Tim Cantou-nos Histórias No São Jorge

Por Diana Silva (fotografia) e João Barroso (texto)

Tim - Canta-me Histórias
Tim - Canta-me Histórias

Caminhávamos pela Avenida da Liberdade, sob a “chuva dissolvente”, quando nos deparámos com o Cinema São Jorge. Um abrigo, no coração de Lisboa. Em cartaz, António Manuel Lopes dos Santos, o “Tim dos Xutos”, prometia responder ao pedido “Canta-me Histórias”. 

Entrámos. No palco da Sala 2, descansavam uma viola, um baixo e uma guitarra elétrica. Ao lado, uma cadeira e uma mesa, sobre a qual repousava um gravador de bobina, que ia exalando trechos de músicas de Xutos & Pontapés. Sentámo-nos, preparando-nos para receber, de braços abertos, as histórias que nos quisessem contar, fossem estas cantadas ou faladas…

“Boa noite!”, cumprimenta Tim, quando sobe ao palco. Senta-se na cadeira e pega na viola, enquanto se movimenta, desconfortavelmente. “Há qualquer coisa que não está bem…”, reflecte. “Ah! São as chaves do carro!”, continua, perante as gargalhadas da plateia. “Acontece…”.
****************************************
Prossiga o relato sobre o concerto de Tim no Cinema São Jorge a partir da última frase apresentada. As linhas apresentadas a seguir são material à parte, sem ligação ao relato sobre o concerto de Tim.

◆ **Dados brutos**:
****************************************
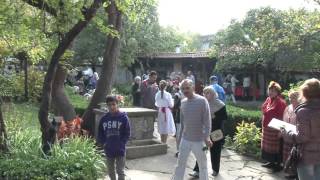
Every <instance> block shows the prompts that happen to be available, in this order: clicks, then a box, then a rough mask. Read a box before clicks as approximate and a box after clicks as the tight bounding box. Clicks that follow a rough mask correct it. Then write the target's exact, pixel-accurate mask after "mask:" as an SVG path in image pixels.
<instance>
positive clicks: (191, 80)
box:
****************************************
◆ **A sua resposta**:
“A Estrada” é o primeiro capítulo do romance que viveremos ao longo das próximas horas. Serve de introdução e narra o momento em que o nosso anfitrião fez a audição que o conduziria à banda a que dedicaria toda a sua carreira, os Xutos & Pontapés. “O mês seria dezembro”, escutamos. “Lá estava um de galochas (…) e vinha dos Olivais. O outro eu já conhecia (…) foi um cantor arrojado. E o terceiro chegou tarde (…) tinha a vespa avariada.”. Canta-se sobre Zé PedroZé Leonel e Kalú. “E a banda não parou mais de tocar. (…) Tocando aqui e ali, até que, num belo dia, entraram o João [Cabeleira] e o Gui.”…
“Vamos tentar aquecer mais um bocadinho.”, sugere Tim, antes de nos oferecer “O Que Foi Não Volta a Ser”, cujo título poderia ter sido criado por Monsieur Jacques de La Palice. É um facto, “mesmo que muito se queira…e querer muito é poder!”, mas nem sempre nos lembramos disso.
 
“Obrigado por terem vindo!”, agradece Tim. De seguida, fala-nos do seu livro, Tim – Milhares de Palavras, que inclui as letras que criou, ao longo dos anos. “Escrevê-lo, fez-me recordar histórias. Uma delas, a de como aprendi a tocar.”, conta. “Tinha 12 ou 13 anos. Os meus pais foram a Espanha e, em vez de caramelos, trouxeram-me uma viola!”. No Corpo Nacional de Escutas, que frequentou, “havia malta que tocava” e que lhe ensinou os primeiros acordes. Em casa, tinha um gira-discos de 45 rpm, o que lhe permitia aprimorar a técnica, escutando os álbuns, ao mesmo tempo que aprendia a cantar, olhando para as letras. Atuava perante os amigos, na escola ou nas visitas a Sintra.
Segue-se “Pedra Filosofal”, poema de António Gedeão, musicado por Manuel Freire, em 1970. O público canta, timidamente. Porém, incentivadas por Tim, as vozes vão, paulatinamente, aumentando de volume.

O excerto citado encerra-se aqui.